| WRITTEN EXERCISE 1 |
State how many lines of the listing contain the word "bird". Give only the number.

□ □ □ □

Hello,
ES newbie here, looking for help in understanding what's wrong.
Let's consider this index mapping, where I define some synonims for motobike models :
{
"settings": {
"analysis": {
"char_filter": {
"replace": {
"type": "mapping",
"mappings": [
"&=> and "
]
}
},
"filter": {
"word_delimiter": {
"type": "word_delimiter",
"split_on_numerics": "false",
"split_on_case_change": "true",
"generate_word_parts": "true",
"generate_number_parts": "true",
"catenate_all": "true",
"preserve_original": "true",
"catenate_numbers": "true"
},
"custom_synonym": {
"type": "synonym",
"lenient": "true",
"synonyms": [
"r 1200 r , r1200 r, r 1200r, r1200r",
"r 1150 r, r1150 r, r 1150r, r 1150 r, r1150r"
]
}
},
"analyzer": {
"default": {
"type": "custom",
"char_filter": [
"html_strip",
"replace"
],
"tokenizer": "whitespace",
"filter": [
"custom_synonym",
"lowercase",
"word_delimiter"
]
}
}
}
},
"mappings": {
"product": {
"properties": {
"pname": {
"type": "text",
"analyzer": "default"
}
}
}
}
}
If I put two documents in the index :
PUT test_index/product/1
{
"pname" : "MOTORBIKE BMW R 1150 R"
}
PUT test_index/product/2
{
"pname" : "MOTORBIKE BMW R 1200 R"
}
And then perform a match query like :
GET test_index/_search
{
"query": {
"match" : {
"pname" : "MOTORBIKE R1200R"
}
}
}
I get both hits with the same score :
{
"took" : 0,
"timed_out" : false,
"_shards" : {
"total" : 5,
"successful" : 5,
"skipped" : 0,
"failed" : 0
},
"hits" : {
"total" : 2,
"max_score" : 0.2876821,
"hits" : [
{
"_index" : "test_index",
"_type" : "product",
"_id" : "2",
"_score" : 0.2876821,
"_source" : {
"pname" : "MOTORBIKE BMW R 1200 R"
}
},
{
"_index" : "test_index",
"_type" : "product",
"_id" : "1",
"_score" : 0.2876821,
"_source" : {
"pname" : "MOTORBIKE BMW R 1150 R"
}
}
]
}
}
My expectation was to have a bigger score on the "MOTORBIKE BMW R 1200 R" document since I have defined a synonim for the "r1200r" term : ( r 1200 r , r1200 r, r 1200r, r1200r ).
Any clue ?

□ □ □ □

| WRITTEN EXERCISE 2 |
Summarize the forum post in two sentences.

□ □ □ □

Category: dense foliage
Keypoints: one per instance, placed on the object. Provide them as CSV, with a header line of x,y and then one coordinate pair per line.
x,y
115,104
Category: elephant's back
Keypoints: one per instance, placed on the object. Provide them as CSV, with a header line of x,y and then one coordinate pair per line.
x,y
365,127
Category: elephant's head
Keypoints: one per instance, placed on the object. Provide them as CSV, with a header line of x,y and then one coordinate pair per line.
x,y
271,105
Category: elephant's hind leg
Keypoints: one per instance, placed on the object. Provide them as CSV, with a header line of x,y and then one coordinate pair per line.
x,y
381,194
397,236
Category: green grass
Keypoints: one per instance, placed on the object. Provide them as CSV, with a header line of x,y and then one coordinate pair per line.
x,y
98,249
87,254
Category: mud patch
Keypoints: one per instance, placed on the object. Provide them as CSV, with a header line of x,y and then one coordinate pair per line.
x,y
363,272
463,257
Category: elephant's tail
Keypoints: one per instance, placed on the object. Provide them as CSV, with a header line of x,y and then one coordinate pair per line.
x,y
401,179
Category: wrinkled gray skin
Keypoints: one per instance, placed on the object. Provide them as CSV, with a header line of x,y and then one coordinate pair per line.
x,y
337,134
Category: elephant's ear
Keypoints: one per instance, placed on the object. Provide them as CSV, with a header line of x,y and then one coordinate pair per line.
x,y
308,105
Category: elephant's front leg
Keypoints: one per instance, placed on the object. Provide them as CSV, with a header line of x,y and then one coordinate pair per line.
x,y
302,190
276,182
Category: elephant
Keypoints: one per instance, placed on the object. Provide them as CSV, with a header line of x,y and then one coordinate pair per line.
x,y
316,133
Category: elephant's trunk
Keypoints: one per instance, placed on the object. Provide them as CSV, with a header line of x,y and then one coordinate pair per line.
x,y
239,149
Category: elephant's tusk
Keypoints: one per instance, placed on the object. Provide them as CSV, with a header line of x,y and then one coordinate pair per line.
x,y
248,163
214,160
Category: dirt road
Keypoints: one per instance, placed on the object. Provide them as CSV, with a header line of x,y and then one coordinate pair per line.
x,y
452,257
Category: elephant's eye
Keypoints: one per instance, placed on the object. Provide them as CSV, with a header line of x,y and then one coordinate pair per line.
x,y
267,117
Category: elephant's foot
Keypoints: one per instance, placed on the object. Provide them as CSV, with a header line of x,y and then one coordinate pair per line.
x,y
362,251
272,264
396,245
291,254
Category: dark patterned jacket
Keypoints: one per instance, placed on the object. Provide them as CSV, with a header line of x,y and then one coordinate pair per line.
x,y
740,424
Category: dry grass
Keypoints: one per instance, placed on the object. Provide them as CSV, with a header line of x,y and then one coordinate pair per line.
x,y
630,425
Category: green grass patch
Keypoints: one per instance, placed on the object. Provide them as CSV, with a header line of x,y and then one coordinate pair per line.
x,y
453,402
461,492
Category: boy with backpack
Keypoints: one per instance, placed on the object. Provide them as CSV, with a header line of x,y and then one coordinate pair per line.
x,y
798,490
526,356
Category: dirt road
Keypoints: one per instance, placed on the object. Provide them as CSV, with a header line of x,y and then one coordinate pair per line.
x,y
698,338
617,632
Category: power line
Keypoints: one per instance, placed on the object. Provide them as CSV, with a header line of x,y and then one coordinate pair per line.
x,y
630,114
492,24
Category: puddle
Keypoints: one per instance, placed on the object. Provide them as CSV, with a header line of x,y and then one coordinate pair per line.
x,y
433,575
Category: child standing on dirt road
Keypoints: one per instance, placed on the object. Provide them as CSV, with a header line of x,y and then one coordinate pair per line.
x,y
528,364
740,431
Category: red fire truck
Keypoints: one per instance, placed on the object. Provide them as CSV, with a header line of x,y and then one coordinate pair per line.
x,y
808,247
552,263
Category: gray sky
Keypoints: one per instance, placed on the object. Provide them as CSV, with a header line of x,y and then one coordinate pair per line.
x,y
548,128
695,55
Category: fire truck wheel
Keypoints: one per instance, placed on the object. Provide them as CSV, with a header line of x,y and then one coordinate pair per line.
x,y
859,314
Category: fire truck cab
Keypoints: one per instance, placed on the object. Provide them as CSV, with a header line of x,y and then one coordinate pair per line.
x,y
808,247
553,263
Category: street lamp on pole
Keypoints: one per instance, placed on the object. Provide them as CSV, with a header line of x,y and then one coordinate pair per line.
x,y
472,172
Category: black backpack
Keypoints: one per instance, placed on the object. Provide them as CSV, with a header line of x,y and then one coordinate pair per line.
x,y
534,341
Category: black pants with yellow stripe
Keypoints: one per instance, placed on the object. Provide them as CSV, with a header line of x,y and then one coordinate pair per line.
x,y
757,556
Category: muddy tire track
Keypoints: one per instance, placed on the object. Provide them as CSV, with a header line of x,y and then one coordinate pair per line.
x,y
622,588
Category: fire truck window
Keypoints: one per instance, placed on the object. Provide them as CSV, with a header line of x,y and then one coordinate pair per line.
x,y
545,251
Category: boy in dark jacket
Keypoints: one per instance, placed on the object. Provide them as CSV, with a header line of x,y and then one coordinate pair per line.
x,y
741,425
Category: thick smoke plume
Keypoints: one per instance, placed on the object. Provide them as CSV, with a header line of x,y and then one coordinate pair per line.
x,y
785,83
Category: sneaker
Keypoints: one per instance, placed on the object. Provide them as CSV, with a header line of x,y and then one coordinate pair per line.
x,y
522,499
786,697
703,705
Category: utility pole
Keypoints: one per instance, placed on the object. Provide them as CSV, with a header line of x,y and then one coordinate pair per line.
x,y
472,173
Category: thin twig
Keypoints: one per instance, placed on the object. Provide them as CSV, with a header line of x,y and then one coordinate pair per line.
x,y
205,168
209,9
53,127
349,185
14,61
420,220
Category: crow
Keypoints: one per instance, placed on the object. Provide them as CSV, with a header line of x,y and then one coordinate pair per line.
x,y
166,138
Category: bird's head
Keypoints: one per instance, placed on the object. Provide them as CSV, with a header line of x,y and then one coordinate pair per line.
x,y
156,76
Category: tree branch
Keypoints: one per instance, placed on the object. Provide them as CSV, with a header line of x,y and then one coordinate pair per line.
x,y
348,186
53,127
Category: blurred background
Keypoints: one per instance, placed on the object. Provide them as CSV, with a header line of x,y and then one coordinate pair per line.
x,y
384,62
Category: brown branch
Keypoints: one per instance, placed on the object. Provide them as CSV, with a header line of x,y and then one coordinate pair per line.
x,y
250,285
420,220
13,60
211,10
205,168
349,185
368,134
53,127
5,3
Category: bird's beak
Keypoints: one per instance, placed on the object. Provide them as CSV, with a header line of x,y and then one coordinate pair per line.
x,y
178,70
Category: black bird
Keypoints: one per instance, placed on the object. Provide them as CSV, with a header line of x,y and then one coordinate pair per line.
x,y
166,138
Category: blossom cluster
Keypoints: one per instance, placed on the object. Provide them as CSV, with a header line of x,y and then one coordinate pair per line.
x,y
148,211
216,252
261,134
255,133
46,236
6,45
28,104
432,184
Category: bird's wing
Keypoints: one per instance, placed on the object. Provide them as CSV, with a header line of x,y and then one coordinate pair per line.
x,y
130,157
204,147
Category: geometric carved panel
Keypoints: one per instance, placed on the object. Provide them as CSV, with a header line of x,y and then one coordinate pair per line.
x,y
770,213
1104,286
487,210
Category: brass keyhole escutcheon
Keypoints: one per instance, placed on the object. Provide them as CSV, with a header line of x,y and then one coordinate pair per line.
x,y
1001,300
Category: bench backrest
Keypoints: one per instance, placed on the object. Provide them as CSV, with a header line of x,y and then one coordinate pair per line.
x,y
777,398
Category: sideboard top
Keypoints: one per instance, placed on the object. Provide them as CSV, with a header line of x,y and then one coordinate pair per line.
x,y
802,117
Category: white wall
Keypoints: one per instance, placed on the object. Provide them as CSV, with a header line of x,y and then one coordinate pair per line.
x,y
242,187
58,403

□ □ □ □

| CORRECT RESPONSE 1 |
4

| CORRECT RESPONSE 2 |
Someone new to ES sets up an index with a synonym filter for motorbike model names such as "r 1200 r, r1200 r, r 1200r, r1200r", adds the documents "MOTORBIKE BMW R 1200 R" and "MOTORBIKE BMW R 1150 R", and runs a match query for "MOTORBIKE R1200R". Both documents come back with the same score, although the poster expected the R 1200 R document to score higher because of the defined synonym, and the post asks for any clue.